Directions:
(1) In the article on the Los Angeles district attorney's sentencing policy, reproduce the part that opens with the words containing "LOS ANGELES —" and closes with "violence against police.".
(2) Answer these questions from the article on the Los Angeles district attorney's sentencing policy:
(a) On what date was Gascón's letter to the community released?
(b) Which organization called Gascón a mere "politician" rather than an experienced prosecutor?
(c) With whom did Gascón hold discussions before adopting the new policy?

Exercise text:
========================================================================
New D.A. backs off ban on sentencing enhancements

Wave Wire Services

LOS ANGELES — Bowing to pressure, newly elected Los Angeles County District Attorney George Gascón has amended his directive to eliminate sentencing enhancements and will now allow them in cases involving the most vulnerable victims and in specified “extraordinary” circumstances.

Gascón met significant resistance both within and outside the District Attorney’s Office since announcing his instruction to prosecutors to stop seeking the enhancements, which can add years to prison terms for some defendants, including ex-felons or gang members, or those who committed hate crimes or violence against police.

In a letter addressed to the community and released Dec. 18, Gascón said his office would seek sentencing enhancements only in hate crimes, crimes against children and the elderly, and other crimes that meet certain criteria.

The new policy comes after extensive discussions with crime victims, their advocates, members of the community and career prosecutors in his office, the county’s top prosecutor said.

Nearly all of the concerns I have heard center around my policy of ending all enhancements,” Gascón wrote. “To be responsive to your input, I have decided to make some adjustments to my initial directives.”

The Los Angeles Police Protective League issued a blistering statement, calling Gascón a mere “politician” rather than an experienced prosecutor.
========================================================================
Data extract:
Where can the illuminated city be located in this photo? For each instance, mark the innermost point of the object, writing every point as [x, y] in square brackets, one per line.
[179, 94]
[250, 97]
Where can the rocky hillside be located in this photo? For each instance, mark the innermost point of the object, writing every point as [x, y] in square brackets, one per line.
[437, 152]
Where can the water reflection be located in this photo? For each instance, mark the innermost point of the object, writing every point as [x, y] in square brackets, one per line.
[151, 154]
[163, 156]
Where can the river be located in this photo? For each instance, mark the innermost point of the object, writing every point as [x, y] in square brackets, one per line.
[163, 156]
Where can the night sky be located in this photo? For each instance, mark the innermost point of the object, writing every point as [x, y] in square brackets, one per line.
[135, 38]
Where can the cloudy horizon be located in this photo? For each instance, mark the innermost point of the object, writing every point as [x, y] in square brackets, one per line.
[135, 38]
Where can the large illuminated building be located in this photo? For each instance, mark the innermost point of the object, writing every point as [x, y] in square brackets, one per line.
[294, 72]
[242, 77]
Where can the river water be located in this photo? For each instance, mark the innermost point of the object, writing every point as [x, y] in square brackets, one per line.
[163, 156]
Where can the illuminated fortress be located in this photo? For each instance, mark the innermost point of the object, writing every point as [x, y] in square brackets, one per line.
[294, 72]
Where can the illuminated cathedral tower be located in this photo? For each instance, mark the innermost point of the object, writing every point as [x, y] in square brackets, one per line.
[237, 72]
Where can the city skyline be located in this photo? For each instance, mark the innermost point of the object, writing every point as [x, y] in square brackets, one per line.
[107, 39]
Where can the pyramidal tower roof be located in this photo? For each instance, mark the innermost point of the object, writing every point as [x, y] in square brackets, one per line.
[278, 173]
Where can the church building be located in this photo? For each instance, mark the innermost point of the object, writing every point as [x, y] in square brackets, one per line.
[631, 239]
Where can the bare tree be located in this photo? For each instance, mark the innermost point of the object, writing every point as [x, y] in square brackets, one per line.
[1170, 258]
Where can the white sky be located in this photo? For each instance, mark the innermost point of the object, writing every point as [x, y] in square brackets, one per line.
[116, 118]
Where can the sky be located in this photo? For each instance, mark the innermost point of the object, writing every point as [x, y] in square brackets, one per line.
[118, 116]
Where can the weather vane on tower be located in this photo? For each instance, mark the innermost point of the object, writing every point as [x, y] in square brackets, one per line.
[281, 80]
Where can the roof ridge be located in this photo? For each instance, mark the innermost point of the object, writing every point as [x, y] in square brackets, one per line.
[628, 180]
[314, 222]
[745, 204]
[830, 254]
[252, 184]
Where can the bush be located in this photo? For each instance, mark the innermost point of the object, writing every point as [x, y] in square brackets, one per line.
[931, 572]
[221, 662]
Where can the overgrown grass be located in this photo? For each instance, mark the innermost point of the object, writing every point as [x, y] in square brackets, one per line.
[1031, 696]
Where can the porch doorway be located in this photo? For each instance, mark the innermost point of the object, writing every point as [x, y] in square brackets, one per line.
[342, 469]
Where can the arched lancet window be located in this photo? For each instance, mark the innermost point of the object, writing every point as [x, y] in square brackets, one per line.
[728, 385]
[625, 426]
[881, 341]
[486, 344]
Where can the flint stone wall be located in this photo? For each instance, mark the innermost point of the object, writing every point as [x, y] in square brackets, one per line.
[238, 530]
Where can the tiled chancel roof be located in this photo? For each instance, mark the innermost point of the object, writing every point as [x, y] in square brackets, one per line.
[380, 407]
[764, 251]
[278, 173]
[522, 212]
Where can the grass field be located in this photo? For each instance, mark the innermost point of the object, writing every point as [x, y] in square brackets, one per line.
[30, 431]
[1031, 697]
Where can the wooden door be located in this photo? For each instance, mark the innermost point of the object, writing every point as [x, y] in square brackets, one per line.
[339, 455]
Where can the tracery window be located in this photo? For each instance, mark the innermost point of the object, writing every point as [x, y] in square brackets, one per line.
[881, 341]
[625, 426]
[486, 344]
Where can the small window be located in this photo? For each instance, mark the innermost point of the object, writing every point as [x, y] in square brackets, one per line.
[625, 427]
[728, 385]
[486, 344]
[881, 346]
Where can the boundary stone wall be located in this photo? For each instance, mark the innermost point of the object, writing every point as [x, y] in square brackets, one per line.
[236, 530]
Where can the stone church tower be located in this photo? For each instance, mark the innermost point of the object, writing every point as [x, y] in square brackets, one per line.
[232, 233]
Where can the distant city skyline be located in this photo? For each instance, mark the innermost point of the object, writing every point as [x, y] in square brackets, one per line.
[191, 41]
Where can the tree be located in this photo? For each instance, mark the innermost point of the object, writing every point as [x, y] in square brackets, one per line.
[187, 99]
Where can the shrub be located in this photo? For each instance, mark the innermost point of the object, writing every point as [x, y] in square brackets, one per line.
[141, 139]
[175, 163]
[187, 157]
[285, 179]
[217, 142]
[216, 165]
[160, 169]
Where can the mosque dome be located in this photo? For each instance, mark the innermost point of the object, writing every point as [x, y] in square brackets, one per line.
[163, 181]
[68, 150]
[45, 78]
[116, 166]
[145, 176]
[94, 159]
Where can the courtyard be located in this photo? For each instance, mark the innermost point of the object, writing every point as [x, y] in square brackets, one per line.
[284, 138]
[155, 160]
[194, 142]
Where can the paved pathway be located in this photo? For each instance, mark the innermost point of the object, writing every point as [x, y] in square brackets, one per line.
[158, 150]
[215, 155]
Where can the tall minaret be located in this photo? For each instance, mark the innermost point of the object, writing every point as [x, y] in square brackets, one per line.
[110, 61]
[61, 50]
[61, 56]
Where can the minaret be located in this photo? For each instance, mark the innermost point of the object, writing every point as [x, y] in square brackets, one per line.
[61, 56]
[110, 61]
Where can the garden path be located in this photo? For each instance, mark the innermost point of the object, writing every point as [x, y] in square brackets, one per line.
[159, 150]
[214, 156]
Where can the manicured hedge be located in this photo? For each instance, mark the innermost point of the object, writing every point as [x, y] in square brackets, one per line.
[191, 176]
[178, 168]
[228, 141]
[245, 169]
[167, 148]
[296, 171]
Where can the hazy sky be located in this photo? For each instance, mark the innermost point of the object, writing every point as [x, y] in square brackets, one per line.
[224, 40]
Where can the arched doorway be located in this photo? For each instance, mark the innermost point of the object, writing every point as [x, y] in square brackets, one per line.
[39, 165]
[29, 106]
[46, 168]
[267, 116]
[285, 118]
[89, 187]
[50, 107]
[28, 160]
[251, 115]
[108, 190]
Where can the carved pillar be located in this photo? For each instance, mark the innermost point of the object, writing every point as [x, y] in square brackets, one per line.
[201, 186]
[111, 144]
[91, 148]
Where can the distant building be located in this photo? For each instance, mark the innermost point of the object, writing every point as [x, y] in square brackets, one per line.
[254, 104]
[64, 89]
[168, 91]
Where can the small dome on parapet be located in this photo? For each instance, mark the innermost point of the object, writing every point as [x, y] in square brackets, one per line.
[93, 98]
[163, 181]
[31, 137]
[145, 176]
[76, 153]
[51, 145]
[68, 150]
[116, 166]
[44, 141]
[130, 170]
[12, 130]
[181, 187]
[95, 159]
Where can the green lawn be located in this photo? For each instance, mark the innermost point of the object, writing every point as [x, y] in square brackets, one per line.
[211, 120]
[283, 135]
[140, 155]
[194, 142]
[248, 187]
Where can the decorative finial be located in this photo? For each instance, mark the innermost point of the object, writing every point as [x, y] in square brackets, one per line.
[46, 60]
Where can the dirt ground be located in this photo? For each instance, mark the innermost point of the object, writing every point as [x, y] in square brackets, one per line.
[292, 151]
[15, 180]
========================================================================
Answers below:
(1)
LOS ANGELES — Bowing to pressure, newly elected Los Angeles County District Attorney George Gascón has amended his directive to eliminate sentencing enhancements and will now allow them in cases involving the most vulnerable victims and in specified “extraordinary” circumstances.

Gascón met significant resistance both within and outside the District Attorney’s Office since announcing his instruction to prosecutors to stop seeking the enhancements, which can add years to prison terms for some defendants, including ex-felons or gang members, or those who committed hate crimes or violence against police.

(2)
(a) Dec. 18.
(b) The Los Angeles Police Protective League.
(c) Crime victims, their advocates, members of the community and career prosecutors in his office.